### Exercise details
Render the records below as a two-column CSV with the header row label_text,points, one row for each text line and the answer that follows it. Put each value in its own quoted field with any line breaks changed to spaces, and leave the pictures out.

— BEGIN —

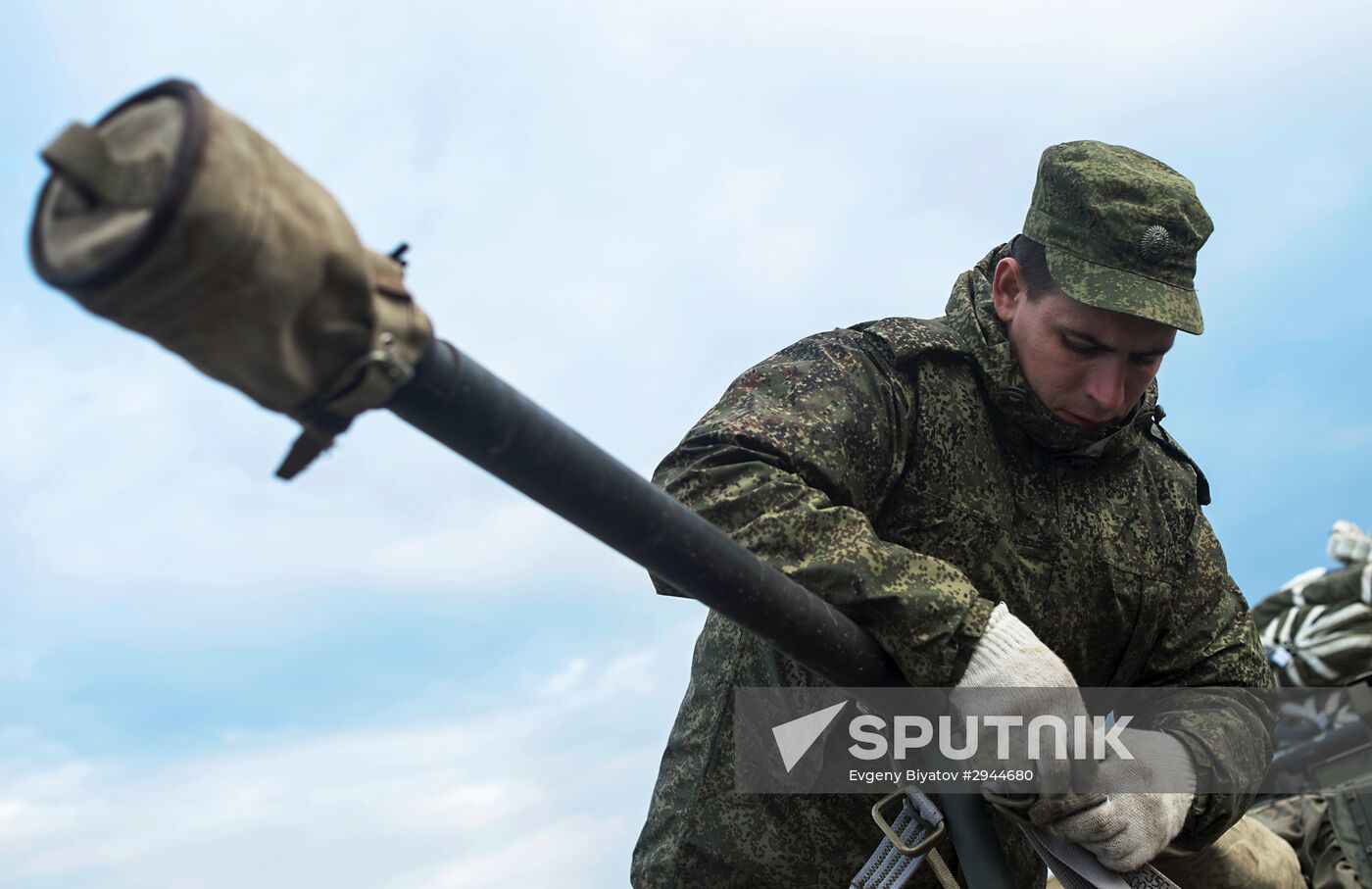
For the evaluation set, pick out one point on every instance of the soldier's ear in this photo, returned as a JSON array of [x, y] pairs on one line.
[[1007, 288]]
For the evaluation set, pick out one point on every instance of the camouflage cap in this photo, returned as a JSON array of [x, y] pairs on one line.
[[1121, 230]]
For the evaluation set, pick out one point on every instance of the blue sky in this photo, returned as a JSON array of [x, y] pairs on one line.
[[370, 675]]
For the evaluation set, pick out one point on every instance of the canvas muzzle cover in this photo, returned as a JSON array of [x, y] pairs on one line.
[[177, 220]]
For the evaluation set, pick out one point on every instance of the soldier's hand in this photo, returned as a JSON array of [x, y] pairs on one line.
[[1129, 827], [1014, 675]]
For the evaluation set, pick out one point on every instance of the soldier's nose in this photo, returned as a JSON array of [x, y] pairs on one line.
[[1104, 388]]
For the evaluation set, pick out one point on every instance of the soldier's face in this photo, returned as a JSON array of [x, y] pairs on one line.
[[1088, 366]]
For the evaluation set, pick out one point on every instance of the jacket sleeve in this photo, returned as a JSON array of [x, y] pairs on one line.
[[1223, 716], [793, 463]]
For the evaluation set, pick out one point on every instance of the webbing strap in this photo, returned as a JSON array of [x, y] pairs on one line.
[[1072, 864], [888, 865]]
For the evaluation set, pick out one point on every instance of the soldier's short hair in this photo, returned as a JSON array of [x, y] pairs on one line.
[[1033, 264]]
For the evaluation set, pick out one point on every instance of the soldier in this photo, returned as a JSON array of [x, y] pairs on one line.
[[991, 495]]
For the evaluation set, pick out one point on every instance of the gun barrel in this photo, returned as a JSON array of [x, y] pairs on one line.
[[470, 411]]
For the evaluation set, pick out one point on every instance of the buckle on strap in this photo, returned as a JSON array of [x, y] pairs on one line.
[[919, 848]]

— END —

### Task response
label_text,points
"For the evaluation set, pick out one point on every instance of the soldier's ear in this photo, returned as a JSON array of [x, y] pairs on one line.","[[1007, 288]]"
"For the evaluation set, pick out one point on every instance of the camouflage cap in this photo, returned as a JSON array of [x, y] pairs on one line.","[[1121, 230]]"
"For the evaluation set, pick out one point on every instance of the blue sky in this photo, returned as a JSON array of [x, y] pairs on one line.","[[370, 675]]"
"For the evaluation set, pick out one point on every instance of the canvas muzzle cover in this photo, returned as a JSON array of [x, y] pairs on one line.","[[177, 220]]"
"For the evaluation set, pick out one point on every instance of the soldier's hand in this photo, returned as a JSON array of [x, y] pairs on one line.","[[1129, 827], [1014, 675]]"
"For the evaluation set, pick out one point on every instance of the soldier's nose in this photo, returned as a JSON array of [x, y] pairs on one line.","[[1104, 388]]"
"For the evaluation set, pick out one point on every instance of the soldier's face in this photo, returned as a JSON array of [x, y] pairs on one line.","[[1088, 366]]"
"For the evaluation set, pick out one point on every instance of the jacket sleeve in this photo, returned as a JSON array of [x, y] pairs on one line.","[[1223, 716], [793, 463]]"
"For the evaluation set, pick out one point on every instance of the webbing strap in this photo, returned as a JSON array of [x, y] pairs on one line.","[[1072, 864], [888, 865]]"
"For the evaluation set, pick out one point on every instance of the soldier's short hair in this photo, returned as a JSON array of [x, y] pairs on one line.","[[1033, 264]]"
"For the evaluation set, pick out one point on every instance of the soldier in this photo, returned as a JSON array of [x, y] pairs on one line.","[[991, 495]]"
"For the evaluation set, pick out one point on every instance of the gun barrel in this photo, returned as a JSON array of [x, y] pairs on one line.","[[470, 411]]"
"For the evaluation set, pick out one point on every instance of the buckle on strap in this photo, returned as a JSON array of [x, y] pairs on one line.","[[919, 848]]"